Dataset rows:
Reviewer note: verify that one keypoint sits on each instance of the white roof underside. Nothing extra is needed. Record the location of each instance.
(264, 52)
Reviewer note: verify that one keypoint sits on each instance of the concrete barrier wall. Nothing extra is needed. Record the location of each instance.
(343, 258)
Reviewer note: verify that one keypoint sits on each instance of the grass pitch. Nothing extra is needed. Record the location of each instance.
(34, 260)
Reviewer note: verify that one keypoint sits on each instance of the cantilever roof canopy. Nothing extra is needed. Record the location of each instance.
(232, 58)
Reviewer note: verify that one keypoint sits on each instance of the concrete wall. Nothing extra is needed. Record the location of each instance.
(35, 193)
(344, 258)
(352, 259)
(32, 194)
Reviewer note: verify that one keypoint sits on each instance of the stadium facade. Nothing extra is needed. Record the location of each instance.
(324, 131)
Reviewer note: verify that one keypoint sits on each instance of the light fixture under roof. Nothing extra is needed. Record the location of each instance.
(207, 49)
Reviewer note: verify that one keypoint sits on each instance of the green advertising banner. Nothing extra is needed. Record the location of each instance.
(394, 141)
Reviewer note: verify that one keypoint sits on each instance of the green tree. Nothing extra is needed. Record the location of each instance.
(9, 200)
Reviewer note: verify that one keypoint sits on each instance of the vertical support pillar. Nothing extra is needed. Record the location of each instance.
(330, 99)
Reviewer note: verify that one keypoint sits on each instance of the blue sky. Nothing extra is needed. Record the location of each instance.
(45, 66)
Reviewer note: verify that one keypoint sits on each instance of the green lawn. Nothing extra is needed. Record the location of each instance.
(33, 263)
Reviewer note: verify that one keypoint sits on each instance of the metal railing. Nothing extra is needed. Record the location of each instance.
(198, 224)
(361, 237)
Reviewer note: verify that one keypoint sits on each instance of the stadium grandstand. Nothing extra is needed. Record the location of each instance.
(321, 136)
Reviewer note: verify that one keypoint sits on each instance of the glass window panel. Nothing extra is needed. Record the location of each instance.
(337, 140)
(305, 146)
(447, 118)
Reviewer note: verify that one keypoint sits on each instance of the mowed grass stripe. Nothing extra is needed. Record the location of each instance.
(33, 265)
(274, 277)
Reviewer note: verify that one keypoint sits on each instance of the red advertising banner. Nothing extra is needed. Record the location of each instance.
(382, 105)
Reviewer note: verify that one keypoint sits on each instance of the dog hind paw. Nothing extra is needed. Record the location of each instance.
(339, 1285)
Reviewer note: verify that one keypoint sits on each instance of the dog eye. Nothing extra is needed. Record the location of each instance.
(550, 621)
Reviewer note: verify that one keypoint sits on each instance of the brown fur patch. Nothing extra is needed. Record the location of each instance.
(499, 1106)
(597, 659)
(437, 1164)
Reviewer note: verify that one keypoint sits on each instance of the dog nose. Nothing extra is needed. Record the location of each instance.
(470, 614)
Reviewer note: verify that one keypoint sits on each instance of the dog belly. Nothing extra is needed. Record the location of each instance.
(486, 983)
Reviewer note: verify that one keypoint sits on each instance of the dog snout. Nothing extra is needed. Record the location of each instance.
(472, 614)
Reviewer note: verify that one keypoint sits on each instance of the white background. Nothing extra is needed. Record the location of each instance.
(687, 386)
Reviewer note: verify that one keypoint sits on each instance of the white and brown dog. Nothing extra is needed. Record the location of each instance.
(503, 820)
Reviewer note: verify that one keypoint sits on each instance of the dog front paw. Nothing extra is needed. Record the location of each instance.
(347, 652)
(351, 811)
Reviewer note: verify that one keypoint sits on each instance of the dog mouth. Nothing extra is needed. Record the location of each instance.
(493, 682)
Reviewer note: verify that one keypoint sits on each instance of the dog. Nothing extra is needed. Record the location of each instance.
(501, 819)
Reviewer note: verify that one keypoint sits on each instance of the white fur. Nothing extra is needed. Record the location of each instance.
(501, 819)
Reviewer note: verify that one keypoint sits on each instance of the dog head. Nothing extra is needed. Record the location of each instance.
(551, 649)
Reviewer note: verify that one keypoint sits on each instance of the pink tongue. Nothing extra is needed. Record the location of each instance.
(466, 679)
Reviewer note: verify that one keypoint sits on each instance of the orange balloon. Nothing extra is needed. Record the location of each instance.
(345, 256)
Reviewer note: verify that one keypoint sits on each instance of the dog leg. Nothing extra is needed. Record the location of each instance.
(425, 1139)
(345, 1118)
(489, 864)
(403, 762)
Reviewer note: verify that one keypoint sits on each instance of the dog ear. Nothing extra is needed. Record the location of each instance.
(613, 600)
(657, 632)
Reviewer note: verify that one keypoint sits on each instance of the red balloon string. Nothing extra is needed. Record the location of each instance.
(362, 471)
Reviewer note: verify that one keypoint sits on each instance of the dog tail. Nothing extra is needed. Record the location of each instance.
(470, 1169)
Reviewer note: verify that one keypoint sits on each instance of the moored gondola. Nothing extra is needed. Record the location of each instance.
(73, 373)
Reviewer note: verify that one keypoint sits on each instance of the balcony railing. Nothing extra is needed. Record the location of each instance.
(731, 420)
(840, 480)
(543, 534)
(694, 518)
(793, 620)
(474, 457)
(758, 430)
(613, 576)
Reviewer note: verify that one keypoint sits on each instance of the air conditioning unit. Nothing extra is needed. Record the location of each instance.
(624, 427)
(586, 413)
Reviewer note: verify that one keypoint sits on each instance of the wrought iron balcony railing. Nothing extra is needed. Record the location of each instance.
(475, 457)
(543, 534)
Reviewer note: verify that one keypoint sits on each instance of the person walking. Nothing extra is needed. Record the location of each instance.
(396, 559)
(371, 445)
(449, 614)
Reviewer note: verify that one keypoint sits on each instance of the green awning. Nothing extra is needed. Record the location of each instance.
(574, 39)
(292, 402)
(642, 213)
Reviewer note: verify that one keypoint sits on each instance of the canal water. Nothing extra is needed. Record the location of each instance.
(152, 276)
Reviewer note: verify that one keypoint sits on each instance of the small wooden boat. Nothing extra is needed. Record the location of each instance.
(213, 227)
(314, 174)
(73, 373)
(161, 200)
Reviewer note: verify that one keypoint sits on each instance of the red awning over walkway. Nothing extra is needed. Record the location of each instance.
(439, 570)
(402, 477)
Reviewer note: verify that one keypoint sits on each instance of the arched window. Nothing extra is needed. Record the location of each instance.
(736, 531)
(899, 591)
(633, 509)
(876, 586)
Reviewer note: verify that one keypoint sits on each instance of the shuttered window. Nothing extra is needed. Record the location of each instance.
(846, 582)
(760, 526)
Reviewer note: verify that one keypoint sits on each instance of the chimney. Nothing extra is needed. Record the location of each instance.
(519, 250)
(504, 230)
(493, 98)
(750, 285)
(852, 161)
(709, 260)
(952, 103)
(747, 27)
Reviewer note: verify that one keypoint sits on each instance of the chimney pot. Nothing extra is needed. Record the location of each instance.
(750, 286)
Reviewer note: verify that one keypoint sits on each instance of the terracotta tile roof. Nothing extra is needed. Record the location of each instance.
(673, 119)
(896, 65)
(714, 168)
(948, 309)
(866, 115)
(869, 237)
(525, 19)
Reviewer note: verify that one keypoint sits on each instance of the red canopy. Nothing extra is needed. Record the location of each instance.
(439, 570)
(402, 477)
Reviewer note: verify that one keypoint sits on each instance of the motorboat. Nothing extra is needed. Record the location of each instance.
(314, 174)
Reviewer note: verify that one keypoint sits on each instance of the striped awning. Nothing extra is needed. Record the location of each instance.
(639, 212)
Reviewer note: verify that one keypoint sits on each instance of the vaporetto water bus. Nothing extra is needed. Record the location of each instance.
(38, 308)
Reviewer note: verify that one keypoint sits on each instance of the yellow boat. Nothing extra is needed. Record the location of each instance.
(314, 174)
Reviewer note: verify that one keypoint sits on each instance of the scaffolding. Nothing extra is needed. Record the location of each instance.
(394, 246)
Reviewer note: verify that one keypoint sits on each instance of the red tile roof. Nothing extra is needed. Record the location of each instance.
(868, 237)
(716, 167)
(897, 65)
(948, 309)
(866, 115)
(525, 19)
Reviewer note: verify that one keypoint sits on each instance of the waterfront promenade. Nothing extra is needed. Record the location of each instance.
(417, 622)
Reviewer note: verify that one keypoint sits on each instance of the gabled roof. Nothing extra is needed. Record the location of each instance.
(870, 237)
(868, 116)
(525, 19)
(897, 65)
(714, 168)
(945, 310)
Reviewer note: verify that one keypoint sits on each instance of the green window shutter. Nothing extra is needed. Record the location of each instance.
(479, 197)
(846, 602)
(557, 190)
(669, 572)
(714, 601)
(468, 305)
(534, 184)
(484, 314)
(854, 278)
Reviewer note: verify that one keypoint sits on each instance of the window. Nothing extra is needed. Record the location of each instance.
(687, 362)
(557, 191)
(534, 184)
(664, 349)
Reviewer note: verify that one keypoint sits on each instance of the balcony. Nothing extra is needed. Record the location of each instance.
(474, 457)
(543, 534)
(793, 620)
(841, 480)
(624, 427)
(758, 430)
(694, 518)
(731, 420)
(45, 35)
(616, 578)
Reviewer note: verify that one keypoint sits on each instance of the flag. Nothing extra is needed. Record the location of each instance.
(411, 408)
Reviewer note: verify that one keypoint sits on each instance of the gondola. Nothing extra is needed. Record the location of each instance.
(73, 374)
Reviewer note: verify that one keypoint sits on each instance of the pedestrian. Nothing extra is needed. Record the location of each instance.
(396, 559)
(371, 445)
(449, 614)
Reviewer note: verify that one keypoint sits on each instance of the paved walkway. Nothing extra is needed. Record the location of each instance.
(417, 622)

Work to be completed:
Restate the final lines of the listing above word for word, beginning at the line that contains "of the gabled".

Answer to the task:
Reviewer note: verify that one keypoint sits on each instance of the gabled roof. Nothing extra is needed. Record the location of each instance.
(870, 237)
(868, 116)
(525, 19)
(897, 65)
(714, 168)
(945, 310)
Reviewer note: verify that one keypoint sits on each instance of the green window shutter. Nothing extra is needed. Record the location of each instance.
(479, 197)
(846, 602)
(557, 190)
(669, 572)
(714, 601)
(468, 305)
(534, 184)
(484, 314)
(854, 278)
Reviewer note: verify that one keypoint sits on each instance of the window. Nothing extra is needed. Record the location of each instance.
(687, 362)
(557, 191)
(534, 184)
(664, 349)
Reviewer note: verify that one keypoint sits on each instance of the balcony. Nothing extra is needed. Record the location of each instance.
(474, 457)
(543, 534)
(793, 620)
(841, 480)
(624, 427)
(758, 430)
(694, 518)
(731, 420)
(45, 35)
(616, 578)
Reviewer note: verify that one keypoint sits on each instance of the flag. Nothing extra is needed. Record the location of each instance.
(411, 408)
Reviewer note: verify that one keypoint sits on each instance of the gondola. Nothing extra is needed. Record the location of each instance.
(73, 374)
Reviewer note: verify that one keypoint sits on each instance of the pedestrian. Nothing extra is needed. Record the location of each instance.
(396, 559)
(371, 445)
(449, 614)
Reviewer note: verify that one keypoint sits on each instance of the paved walkway. Nothing extra is needed. Record the location of each instance.
(417, 622)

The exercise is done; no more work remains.